[QUOTED TEXT]
>>>>

A lot of tourists who visit Rajasthan in India always choose the main cities of Jaipur, Jodhpur, Jaisalmer and Udaipur. They don’t even think to consider this incredible city to the North West of the state.
Admittedly, I also was in that exact same boat and I am kicking myself now for not visiting sooner!
Bikaner is an incredibly underrated city.
It has all the vibrance of Rajasthan with its historic forts, colourful buildings, saris, turbans and the desert. But, it’s also far less touristy than the main cities making it the perfect place to see some of the ‘real’ Rajasthani charm.
From exploring temples that worship rats, walking around historic Haveli’s, visiting camel research centres and dancing in royal palaces; I had an absolute blast here and I’m sure you will too.
Here are the most fun and unique places to visit in Bikaner!
Bikaner is located North West of Rajasthan and, you may be surprised to know, that it’s only around 100 kilometres from the Pakistan border!
It’s located in the middle of the Thar Desert, similar to Jaisalmer, and so the temperatures can reach highs of up to 50 degrees in the April, May and June.
It’s easily accessible from the likes of Jaipur, Jodhpur and Ajmer and you can reach there within around 5 hours.
Is Bikaner worth a visit?
I would 100% recommend that you add Bikaner to your list, you won’t be disappointed!
Bikaner has so much to offer visitors in terms of forts, palaces, temples, food, sweets, shopping and the mysteries of the desert too!
Plus, you won’t get FOMO as there is such incredible buildings full of colour, desert experiences that are no different Jaisalmer and some of the tastiest food that the region has to offer.
It’s got it’s unique flavours which I’m sure you will love.

<<<<

[Region outline entries]
>>>>

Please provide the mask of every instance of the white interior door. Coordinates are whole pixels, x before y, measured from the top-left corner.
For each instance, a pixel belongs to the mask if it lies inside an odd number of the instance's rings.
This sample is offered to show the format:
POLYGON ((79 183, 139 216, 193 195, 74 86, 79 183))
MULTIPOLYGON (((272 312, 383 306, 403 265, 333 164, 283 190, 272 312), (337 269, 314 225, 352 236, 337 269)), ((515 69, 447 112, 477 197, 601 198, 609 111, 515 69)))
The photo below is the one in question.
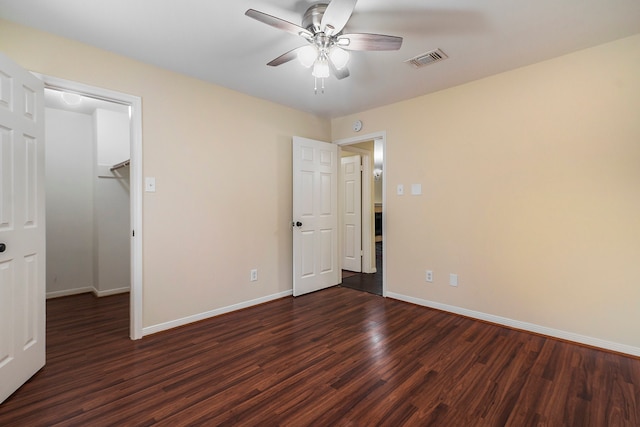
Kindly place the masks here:
POLYGON ((342 174, 342 269, 362 272, 362 162, 360 155, 340 159, 342 174))
POLYGON ((44 84, 0 54, 0 402, 45 363, 44 84))
POLYGON ((293 137, 293 295, 340 283, 338 146, 293 137))

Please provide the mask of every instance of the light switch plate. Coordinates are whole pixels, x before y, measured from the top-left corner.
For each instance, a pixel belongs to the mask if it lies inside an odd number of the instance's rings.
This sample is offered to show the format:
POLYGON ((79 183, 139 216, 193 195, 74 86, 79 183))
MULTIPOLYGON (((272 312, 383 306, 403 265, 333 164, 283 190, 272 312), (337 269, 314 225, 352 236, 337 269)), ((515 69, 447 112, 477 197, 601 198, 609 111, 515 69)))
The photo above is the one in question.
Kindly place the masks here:
POLYGON ((144 179, 144 191, 147 193, 156 192, 156 179, 152 176, 148 176, 144 179))

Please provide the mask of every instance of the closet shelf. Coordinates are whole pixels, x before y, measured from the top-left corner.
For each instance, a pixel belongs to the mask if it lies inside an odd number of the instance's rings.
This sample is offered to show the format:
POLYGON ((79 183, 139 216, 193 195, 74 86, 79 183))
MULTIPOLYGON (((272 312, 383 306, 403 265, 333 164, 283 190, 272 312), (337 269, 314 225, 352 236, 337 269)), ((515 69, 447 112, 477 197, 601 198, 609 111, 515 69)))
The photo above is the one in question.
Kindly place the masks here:
POLYGON ((115 165, 111 166, 111 169, 109 170, 113 172, 114 170, 118 170, 118 169, 129 166, 130 163, 131 163, 131 159, 127 159, 124 162, 116 163, 115 165))

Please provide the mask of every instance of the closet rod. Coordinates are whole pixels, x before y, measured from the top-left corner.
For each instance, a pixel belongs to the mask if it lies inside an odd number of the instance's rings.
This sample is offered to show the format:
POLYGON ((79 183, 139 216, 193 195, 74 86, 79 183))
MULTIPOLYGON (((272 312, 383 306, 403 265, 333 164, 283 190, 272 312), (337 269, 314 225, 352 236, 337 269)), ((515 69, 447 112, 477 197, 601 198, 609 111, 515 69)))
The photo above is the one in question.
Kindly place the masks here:
POLYGON ((111 166, 111 169, 109 169, 111 172, 113 172, 114 170, 123 168, 125 166, 129 166, 129 163, 131 163, 131 159, 125 160, 124 162, 120 162, 118 164, 115 164, 113 166, 111 166))

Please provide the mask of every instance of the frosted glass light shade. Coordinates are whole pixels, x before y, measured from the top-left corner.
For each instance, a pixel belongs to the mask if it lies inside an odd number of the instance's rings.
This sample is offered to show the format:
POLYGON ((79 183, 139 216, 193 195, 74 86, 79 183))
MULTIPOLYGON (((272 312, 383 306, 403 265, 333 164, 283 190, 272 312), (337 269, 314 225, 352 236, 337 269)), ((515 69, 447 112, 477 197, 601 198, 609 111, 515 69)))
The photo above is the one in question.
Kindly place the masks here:
POLYGON ((340 49, 335 46, 329 52, 329 58, 331 58, 331 62, 338 69, 341 70, 347 66, 347 62, 349 62, 349 52, 344 49, 340 49))
POLYGON ((298 50, 298 61, 306 68, 311 67, 317 58, 318 49, 315 46, 308 45, 298 50))
POLYGON ((329 77, 329 63, 326 60, 317 60, 313 64, 313 72, 311 74, 313 74, 313 77, 326 79, 329 77))

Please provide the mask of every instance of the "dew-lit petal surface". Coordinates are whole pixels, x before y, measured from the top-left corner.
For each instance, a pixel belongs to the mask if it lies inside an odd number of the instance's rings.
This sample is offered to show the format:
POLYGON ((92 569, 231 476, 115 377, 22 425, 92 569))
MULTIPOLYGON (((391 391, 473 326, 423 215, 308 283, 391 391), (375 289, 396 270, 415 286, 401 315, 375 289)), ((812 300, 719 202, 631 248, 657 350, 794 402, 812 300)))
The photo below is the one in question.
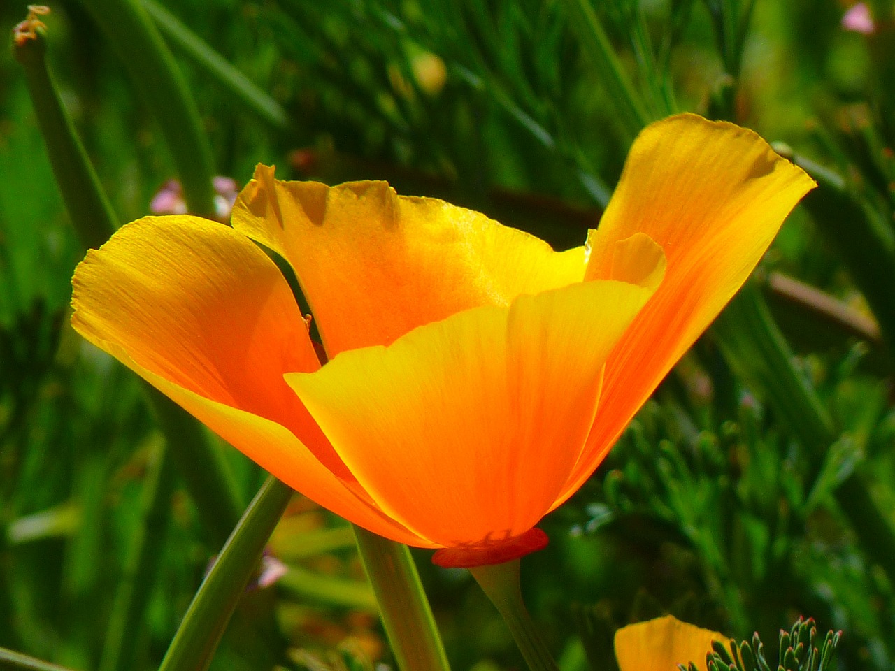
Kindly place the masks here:
POLYGON ((499 541, 531 529, 558 494, 605 358, 654 288, 601 281, 524 295, 286 378, 387 514, 439 545, 499 541))
POLYGON ((288 285, 251 241, 199 217, 146 217, 89 252, 72 285, 72 323, 87 340, 294 488, 395 526, 359 500, 283 380, 320 364, 288 285))
POLYGON ((592 472, 813 185, 758 135, 730 123, 683 115, 641 133, 600 228, 591 234, 586 276, 613 276, 618 241, 637 233, 662 248, 668 268, 607 362, 587 449, 556 505, 592 472))
POLYGON ((583 247, 554 252, 478 212, 398 196, 384 182, 279 182, 260 166, 233 225, 292 265, 330 357, 584 274, 583 247))

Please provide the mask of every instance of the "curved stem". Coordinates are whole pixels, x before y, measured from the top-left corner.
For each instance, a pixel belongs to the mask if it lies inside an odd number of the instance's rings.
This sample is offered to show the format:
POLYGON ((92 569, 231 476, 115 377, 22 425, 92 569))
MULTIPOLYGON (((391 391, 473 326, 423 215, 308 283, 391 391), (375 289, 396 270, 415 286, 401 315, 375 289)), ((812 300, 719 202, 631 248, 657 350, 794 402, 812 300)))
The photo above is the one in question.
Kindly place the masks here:
POLYGON ((519 651, 532 671, 558 671, 538 627, 522 600, 519 590, 519 560, 469 569, 503 616, 519 651))
POLYGON ((354 526, 392 653, 403 671, 450 671, 407 546, 354 526))
POLYGON ((193 597, 159 671, 204 671, 209 667, 292 493, 287 485, 273 476, 268 478, 193 597))

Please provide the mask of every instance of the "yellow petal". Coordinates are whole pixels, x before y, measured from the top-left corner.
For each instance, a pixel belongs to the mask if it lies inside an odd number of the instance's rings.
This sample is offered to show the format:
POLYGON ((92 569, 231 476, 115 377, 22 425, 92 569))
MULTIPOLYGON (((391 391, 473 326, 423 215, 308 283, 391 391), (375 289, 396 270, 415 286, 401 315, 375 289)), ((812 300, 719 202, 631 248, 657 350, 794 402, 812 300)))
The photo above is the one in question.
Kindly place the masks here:
POLYGON ((619 671, 677 671, 678 664, 686 667, 690 662, 705 671, 705 654, 712 641, 726 643, 728 639, 665 616, 616 632, 616 660, 619 671))
POLYGON ((330 357, 584 277, 584 248, 554 252, 478 212, 384 182, 330 188, 273 174, 258 166, 233 225, 292 264, 330 357))
POLYGON ((531 529, 578 458, 606 356, 654 289, 520 296, 286 379, 390 517, 445 547, 531 529))
POLYGON ((87 340, 290 486, 413 539, 361 500, 283 380, 320 364, 288 285, 250 240, 199 217, 146 217, 89 252, 72 284, 87 340))
POLYGON ((693 115, 646 128, 589 240, 586 276, 613 276, 617 244, 646 234, 665 252, 661 286, 606 364, 587 449, 554 507, 596 468, 656 386, 743 285, 814 186, 752 131, 693 115))

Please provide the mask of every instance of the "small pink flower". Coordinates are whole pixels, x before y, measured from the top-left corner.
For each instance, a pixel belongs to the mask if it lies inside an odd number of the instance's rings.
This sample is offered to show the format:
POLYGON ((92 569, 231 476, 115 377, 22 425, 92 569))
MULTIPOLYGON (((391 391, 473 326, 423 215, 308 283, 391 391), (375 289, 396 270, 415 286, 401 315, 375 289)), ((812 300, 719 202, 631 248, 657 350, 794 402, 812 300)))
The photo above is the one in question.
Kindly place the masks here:
POLYGON ((870 35, 876 30, 876 24, 874 23, 874 17, 870 14, 870 8, 865 3, 858 3, 845 13, 842 17, 842 28, 852 32, 870 35))
MULTIPOLYGON (((226 221, 230 217, 230 210, 236 200, 238 189, 236 181, 231 177, 218 175, 214 178, 215 188, 215 215, 218 221, 226 221)), ((177 180, 168 180, 162 184, 149 203, 149 211, 154 215, 185 215, 186 200, 183 199, 183 189, 177 180)))

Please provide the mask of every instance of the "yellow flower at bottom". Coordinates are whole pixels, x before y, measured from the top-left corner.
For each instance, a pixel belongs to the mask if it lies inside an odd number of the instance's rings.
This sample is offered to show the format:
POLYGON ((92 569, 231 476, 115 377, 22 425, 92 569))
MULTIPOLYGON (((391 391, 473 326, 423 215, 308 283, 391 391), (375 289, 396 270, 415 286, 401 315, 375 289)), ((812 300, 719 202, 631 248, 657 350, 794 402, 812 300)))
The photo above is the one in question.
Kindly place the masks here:
POLYGON ((678 671, 678 664, 690 662, 705 671, 705 655, 713 641, 727 643, 728 638, 665 616, 616 632, 616 660, 619 671, 678 671))
POLYGON ((445 565, 500 563, 590 476, 813 185, 757 135, 645 129, 600 228, 543 242, 384 183, 259 166, 233 228, 89 252, 74 327, 280 480, 445 565), (295 271, 330 361, 320 367, 295 271))

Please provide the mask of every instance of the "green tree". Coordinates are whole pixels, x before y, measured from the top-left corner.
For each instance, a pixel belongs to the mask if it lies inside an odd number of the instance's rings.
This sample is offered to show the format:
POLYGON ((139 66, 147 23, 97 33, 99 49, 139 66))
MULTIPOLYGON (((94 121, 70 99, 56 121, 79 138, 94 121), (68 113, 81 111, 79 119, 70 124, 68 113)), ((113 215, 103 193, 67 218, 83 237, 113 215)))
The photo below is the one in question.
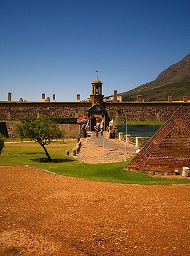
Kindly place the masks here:
POLYGON ((3 147, 4 147, 4 142, 6 138, 3 135, 2 133, 0 132, 0 154, 1 154, 3 152, 3 147))
POLYGON ((31 118, 22 120, 21 125, 18 125, 16 129, 22 139, 29 138, 39 143, 44 149, 49 162, 51 162, 45 145, 49 144, 53 139, 62 137, 62 132, 58 124, 48 119, 31 118))

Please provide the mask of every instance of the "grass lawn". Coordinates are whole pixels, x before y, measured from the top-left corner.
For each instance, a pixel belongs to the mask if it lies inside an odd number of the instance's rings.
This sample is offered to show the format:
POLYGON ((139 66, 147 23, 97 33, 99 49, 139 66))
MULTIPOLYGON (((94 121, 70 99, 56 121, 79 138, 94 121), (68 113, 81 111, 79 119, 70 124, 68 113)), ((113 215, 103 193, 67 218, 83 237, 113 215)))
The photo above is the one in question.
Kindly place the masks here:
POLYGON ((23 144, 22 146, 7 144, 0 156, 0 166, 28 165, 67 177, 130 184, 190 184, 190 180, 187 179, 154 178, 142 172, 124 172, 123 168, 127 161, 96 165, 81 163, 74 158, 65 156, 66 150, 69 150, 70 154, 72 154, 75 144, 76 142, 66 141, 63 144, 55 143, 47 147, 51 158, 58 159, 58 163, 41 162, 40 159, 46 157, 42 148, 36 144, 23 144))

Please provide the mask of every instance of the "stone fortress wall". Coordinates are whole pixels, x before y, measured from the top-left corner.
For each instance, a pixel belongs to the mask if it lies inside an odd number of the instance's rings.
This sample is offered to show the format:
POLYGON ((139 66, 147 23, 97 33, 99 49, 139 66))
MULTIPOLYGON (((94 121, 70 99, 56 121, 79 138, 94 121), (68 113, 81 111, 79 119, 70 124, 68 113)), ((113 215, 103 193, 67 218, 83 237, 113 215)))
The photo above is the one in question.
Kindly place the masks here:
MULTIPOLYGON (((190 102, 104 102, 110 119, 165 121, 180 106, 190 113, 190 102)), ((91 102, 0 102, 0 120, 23 118, 80 118, 87 114, 91 102)))

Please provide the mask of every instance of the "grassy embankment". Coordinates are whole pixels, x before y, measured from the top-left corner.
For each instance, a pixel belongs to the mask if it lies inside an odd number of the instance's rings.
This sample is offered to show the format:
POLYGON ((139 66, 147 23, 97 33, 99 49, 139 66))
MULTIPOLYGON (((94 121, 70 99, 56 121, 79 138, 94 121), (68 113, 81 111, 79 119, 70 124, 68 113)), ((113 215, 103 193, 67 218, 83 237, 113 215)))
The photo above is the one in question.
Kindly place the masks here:
POLYGON ((130 184, 170 185, 174 184, 190 184, 187 179, 168 179, 154 178, 142 172, 124 172, 127 161, 109 164, 85 164, 75 158, 65 156, 65 151, 75 147, 76 142, 66 140, 66 143, 52 144, 48 149, 53 159, 58 159, 58 163, 42 163, 40 160, 46 158, 44 151, 36 144, 6 144, 0 156, 0 166, 32 166, 46 169, 64 176, 83 178, 92 180, 120 182, 130 184))

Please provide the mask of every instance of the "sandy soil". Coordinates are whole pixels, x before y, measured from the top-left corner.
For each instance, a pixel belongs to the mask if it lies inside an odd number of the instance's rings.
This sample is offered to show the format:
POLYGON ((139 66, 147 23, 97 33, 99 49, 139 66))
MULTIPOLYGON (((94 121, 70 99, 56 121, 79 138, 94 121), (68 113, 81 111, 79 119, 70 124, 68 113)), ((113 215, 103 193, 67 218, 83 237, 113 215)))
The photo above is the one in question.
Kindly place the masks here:
POLYGON ((0 255, 189 255, 190 187, 0 168, 0 255))

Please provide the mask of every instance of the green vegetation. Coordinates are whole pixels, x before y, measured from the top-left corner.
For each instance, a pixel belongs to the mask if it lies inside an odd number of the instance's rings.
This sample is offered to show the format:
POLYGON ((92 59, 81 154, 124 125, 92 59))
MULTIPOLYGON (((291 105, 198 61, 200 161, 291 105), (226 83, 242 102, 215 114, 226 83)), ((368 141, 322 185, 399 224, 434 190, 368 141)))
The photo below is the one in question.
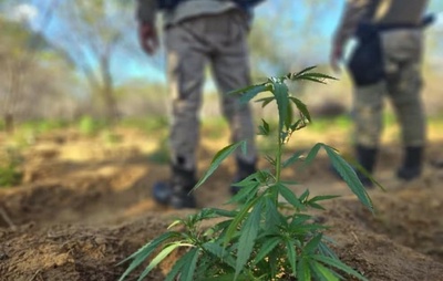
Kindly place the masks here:
MULTIPOLYGON (((271 168, 258 170, 236 184, 241 188, 229 200, 237 206, 234 210, 206 208, 174 221, 168 231, 122 261, 132 262, 120 280, 150 259, 138 278, 143 280, 169 253, 183 248, 186 252, 175 262, 165 280, 340 280, 349 275, 367 280, 338 259, 328 246, 331 240, 323 235, 327 226, 315 222, 308 212, 312 208, 322 210, 320 204, 336 196, 311 197, 309 190, 296 195, 290 186, 297 185, 297 181, 281 177, 282 169, 296 164, 302 167, 309 165, 323 148, 350 189, 373 211, 354 170, 334 148, 319 143, 306 156, 295 153, 284 158, 284 148, 292 134, 311 122, 307 106, 289 93, 287 83, 323 83, 332 79, 312 72, 312 69, 270 77, 265 83, 233 92, 241 94, 240 100, 245 103, 262 92, 271 93, 257 102, 262 106, 277 103, 277 126, 269 125, 265 119, 259 126, 260 135, 275 138, 276 148, 272 154, 265 155, 271 168), (204 221, 213 222, 213 226, 202 227, 204 221)), ((239 142, 219 150, 195 188, 202 186, 225 158, 245 147, 245 142, 239 142)))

<<<<

[TASK SET]
**a.** Do these statements agree with the passage about Bikaner? (i) Bikaner lies around 100 kilometers from the Pakistan border. (ii) Temperatures there can reach 50 degrees in December. (iii) Bikaner can be reached from Jaipur in around 5 hours. Answer yes or no for each, quoting the words of the passage that decide it.
**b.** Can you carry the passage about Bikaner on from its final sentence?
This material has no connection to the passage about Bikaner.

[OUTPUTS IN ORDER]
**a.**
(i) Yes: "it’s only around 100 kilometres from the Pakistan border!"
(ii) No: "the temperatures can reach highs of up to 50 degrees in the April, May and June."
(iii) Yes: "It’s easily accessible from the likes of Jaipur, Jodhpur and Ajmer and you can reach there within around 5 hours."

**b.**
The top 12 places to visit in Bikaner
1. Junagarh Fort
Now, I know what you’re thinking, not ANOTHER fort in Rajasthan. But, hear me out. Bikaner fort has something unique to offer you when you visit.
Junagarh Fort currently stands in the middle of the modern Bikaner city. It was constructed from 1589 and was called Chintamani fort in years gone by.
When the royal family decided to switch locations Lalgarh Palace in the 20th century, they renamed the fort Junagarh Fort meaning “old” fort.
Don’t forget to climb to the top of the fort to see some of the fantastic views that it has to offer. You can see the whole city from here and it’s effortlessly picturesque.
What is inside Junagarh Fort
There are so many different eras to this fort. Of course, there is the 16th century parts which are still in amazing condition today. But, there are also modern parts to the fort too that were added in the 19th century.
I fell in love with the mix of architecture here. From Bikaner’s signature red sandstone walls, to marble facades in Mughal design. Each courtyard had something new to see.
Inside the fort are numerous palaces and rooms to fall in love with. Personally, my favourite was Chandra Mahal which was filled with gold and jewels on every surface! It was almost blinding with all that glitz.
Also, I loved this corridor that had the most ornate window carvings with stained glass in all different colours of the rainbow!
There are also gorgeous rooms which were painted head to toe in clouds to represent the rain as Bikaner doesn’t see much here. I guess in those days they didn’t have TV so this was as close as they could get to seeing some rain in action.
There are also museums where you can learn about the royal family in Bikaner and see their extensive collection of cars and vehicles.
The great thing about exploring this fort in Bikaner is that it’s not as busy as the other forts in Rajasthan. So, you can pretty much have the place to yourself, even in peak season!
Junagarh Fort is open from 10am – 4.30pm and costs 50 rupees for Indian tourists and 300 rupees for foreign tourists.
2. Rampuria Haveli
Out of all the places to visit in Bikaner, this has to be the most iconic.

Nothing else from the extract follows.